[Start of Task material]

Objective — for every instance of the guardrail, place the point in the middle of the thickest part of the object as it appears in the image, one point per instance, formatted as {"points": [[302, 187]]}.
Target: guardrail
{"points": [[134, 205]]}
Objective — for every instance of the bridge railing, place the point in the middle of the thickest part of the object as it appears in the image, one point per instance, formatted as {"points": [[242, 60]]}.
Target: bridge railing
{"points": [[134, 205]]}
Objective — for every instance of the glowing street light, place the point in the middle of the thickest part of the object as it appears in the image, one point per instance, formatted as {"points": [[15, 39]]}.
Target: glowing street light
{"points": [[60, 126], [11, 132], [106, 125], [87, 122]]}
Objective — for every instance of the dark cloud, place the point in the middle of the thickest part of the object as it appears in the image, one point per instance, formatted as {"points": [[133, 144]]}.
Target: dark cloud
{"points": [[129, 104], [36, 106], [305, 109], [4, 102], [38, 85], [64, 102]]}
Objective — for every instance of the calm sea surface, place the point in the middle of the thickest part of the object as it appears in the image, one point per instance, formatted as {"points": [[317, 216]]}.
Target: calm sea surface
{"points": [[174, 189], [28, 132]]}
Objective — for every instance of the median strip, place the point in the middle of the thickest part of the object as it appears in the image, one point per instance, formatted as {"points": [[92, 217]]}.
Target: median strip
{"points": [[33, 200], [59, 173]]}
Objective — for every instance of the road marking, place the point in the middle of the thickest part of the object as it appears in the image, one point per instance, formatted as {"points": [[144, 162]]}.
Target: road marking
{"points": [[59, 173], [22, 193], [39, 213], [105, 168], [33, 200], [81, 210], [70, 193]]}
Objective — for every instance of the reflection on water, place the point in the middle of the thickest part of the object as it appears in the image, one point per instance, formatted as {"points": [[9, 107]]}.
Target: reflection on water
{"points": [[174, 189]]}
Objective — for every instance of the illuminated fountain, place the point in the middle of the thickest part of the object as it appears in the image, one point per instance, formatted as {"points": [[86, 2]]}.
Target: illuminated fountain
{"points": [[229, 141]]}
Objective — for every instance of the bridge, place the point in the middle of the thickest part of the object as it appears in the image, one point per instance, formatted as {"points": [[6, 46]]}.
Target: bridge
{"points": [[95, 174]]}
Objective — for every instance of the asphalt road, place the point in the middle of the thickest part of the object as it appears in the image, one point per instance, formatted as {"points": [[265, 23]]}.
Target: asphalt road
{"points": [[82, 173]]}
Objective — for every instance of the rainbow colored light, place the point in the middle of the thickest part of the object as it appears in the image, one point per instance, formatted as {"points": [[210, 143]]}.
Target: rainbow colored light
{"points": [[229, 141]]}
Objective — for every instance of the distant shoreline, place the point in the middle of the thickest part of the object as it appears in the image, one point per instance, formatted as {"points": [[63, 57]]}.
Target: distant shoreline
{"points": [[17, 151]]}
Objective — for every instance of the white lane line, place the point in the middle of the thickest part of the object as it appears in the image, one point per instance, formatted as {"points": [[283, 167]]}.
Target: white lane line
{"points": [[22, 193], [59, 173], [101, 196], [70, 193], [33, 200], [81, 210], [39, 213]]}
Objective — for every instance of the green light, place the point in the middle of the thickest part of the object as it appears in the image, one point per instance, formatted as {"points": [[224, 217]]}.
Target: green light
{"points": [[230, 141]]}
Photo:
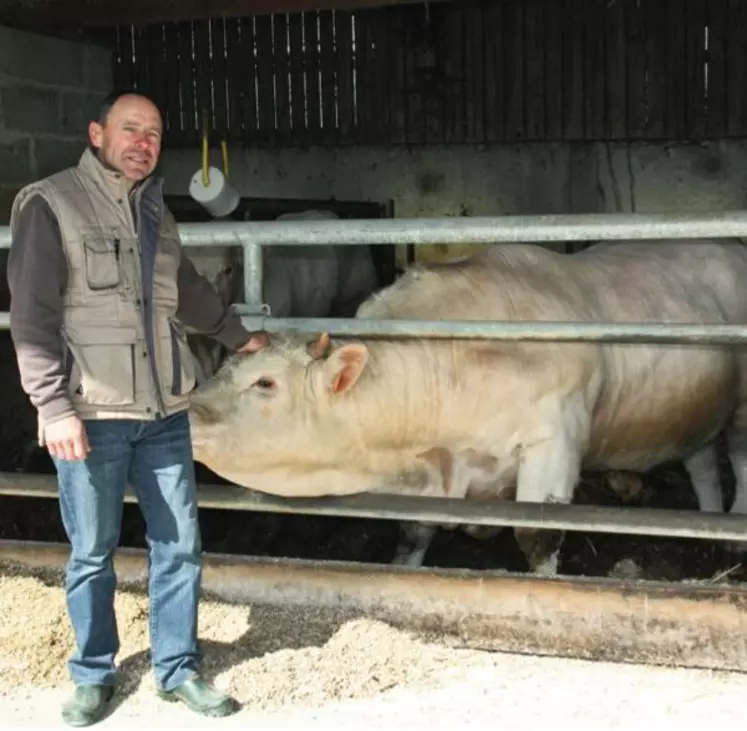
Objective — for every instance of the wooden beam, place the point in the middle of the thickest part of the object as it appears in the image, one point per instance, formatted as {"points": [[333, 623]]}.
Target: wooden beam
{"points": [[65, 14]]}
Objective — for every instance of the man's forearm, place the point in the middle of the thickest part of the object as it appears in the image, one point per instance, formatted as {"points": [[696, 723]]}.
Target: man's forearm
{"points": [[201, 308], [37, 277]]}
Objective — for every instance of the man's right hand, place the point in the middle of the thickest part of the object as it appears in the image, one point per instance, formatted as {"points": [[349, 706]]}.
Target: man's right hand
{"points": [[67, 438]]}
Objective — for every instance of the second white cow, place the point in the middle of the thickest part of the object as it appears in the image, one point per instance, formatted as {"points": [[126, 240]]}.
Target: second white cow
{"points": [[297, 281]]}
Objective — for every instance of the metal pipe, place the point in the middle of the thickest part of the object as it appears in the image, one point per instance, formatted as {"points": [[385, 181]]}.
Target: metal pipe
{"points": [[595, 519], [490, 330], [253, 276], [476, 229], [680, 625], [487, 330]]}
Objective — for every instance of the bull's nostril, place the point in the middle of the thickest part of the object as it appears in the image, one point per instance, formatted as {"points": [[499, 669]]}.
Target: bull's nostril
{"points": [[203, 412]]}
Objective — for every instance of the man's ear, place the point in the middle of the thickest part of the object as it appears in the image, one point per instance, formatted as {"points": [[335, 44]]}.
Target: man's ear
{"points": [[344, 366]]}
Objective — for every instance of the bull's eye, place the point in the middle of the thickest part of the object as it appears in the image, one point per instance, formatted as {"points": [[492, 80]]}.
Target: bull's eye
{"points": [[266, 384]]}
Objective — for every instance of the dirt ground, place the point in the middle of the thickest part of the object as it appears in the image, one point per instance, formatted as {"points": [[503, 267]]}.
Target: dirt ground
{"points": [[292, 669]]}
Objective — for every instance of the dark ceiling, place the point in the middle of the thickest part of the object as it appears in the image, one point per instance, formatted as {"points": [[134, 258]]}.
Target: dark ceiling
{"points": [[71, 16]]}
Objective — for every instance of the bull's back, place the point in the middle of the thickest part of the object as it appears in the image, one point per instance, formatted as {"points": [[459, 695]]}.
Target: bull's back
{"points": [[657, 401]]}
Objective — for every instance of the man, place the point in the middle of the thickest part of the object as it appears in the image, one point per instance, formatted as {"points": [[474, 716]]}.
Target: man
{"points": [[98, 280]]}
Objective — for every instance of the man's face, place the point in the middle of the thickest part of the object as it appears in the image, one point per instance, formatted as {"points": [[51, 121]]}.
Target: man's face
{"points": [[130, 141]]}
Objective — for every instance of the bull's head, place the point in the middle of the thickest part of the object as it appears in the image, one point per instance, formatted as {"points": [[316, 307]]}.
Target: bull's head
{"points": [[261, 408]]}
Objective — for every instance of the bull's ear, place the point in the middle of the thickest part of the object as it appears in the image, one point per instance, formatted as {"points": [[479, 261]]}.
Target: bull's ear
{"points": [[344, 366], [318, 348]]}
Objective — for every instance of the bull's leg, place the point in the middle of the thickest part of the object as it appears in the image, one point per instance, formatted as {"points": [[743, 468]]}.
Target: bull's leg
{"points": [[737, 444], [703, 470], [548, 473], [415, 538]]}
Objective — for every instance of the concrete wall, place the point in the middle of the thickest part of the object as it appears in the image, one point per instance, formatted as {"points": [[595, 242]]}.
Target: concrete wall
{"points": [[49, 88], [503, 179]]}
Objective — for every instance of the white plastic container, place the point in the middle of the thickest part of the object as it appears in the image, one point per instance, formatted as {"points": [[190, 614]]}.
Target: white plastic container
{"points": [[219, 198]]}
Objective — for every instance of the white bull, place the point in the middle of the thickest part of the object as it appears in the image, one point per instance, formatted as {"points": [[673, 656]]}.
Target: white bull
{"points": [[298, 281], [498, 419]]}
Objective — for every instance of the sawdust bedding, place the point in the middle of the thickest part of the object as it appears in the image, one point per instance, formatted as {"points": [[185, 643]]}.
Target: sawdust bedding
{"points": [[269, 657]]}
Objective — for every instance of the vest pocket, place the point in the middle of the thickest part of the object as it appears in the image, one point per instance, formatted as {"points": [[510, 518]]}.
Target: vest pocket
{"points": [[102, 370], [101, 254], [183, 377]]}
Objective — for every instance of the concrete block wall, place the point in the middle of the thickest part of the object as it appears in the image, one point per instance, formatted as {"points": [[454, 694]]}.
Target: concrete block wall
{"points": [[49, 89]]}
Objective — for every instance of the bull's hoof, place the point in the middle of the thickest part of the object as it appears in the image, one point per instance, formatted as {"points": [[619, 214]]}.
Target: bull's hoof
{"points": [[548, 566], [736, 547], [625, 568], [541, 548]]}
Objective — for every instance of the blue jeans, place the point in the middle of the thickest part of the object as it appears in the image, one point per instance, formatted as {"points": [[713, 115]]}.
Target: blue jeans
{"points": [[156, 458]]}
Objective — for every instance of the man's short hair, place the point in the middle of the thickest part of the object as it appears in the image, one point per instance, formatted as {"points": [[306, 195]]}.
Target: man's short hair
{"points": [[114, 96]]}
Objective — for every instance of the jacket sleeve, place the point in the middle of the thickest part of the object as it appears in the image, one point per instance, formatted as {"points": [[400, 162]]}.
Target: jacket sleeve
{"points": [[201, 308], [37, 279]]}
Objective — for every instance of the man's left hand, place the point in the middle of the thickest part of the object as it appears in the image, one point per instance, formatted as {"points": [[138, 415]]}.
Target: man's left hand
{"points": [[257, 341]]}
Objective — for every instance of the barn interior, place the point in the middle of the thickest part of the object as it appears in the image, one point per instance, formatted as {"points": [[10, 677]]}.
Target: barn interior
{"points": [[392, 109]]}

[End of Task material]

→ Directive:
Set down, unchanged, the line that contains "Objective — for every instance of the blue" together with every later line in the records, through the last one.

→ Written response:
Objective — for every instance of the blue jeans, place the point in the middle of the thickest part of the object as it appears in the image, one point per instance, formatted as {"points": [[713, 115]]}.
Target: blue jeans
{"points": [[156, 458]]}
Objective — for every instance of the man's short hair, place the point in the middle of the thickest part of the object as it appears in the image, one point per instance, formatted as {"points": [[306, 195]]}.
Target: man's short hair
{"points": [[114, 96]]}
Objective — for every instance of the jacket sleeve, place the point in the middle of the thickest part of the object as it appears in the image, one point per instance, formatted as {"points": [[400, 162]]}.
Target: jacket sleeve
{"points": [[201, 308], [37, 279]]}
Objective — for every instance of the man's left hand, place the point in the middle of the thickest part of the object as it appears in the image, one point per instance, formatted as {"points": [[138, 415]]}.
Target: man's left hand
{"points": [[257, 341]]}
Objective — for every instance of the barn interior, place the point in the middle of the thickest part of the object as it appears in the image, one point per instance, formatted as {"points": [[10, 677]]}.
Target: barn interior
{"points": [[392, 109]]}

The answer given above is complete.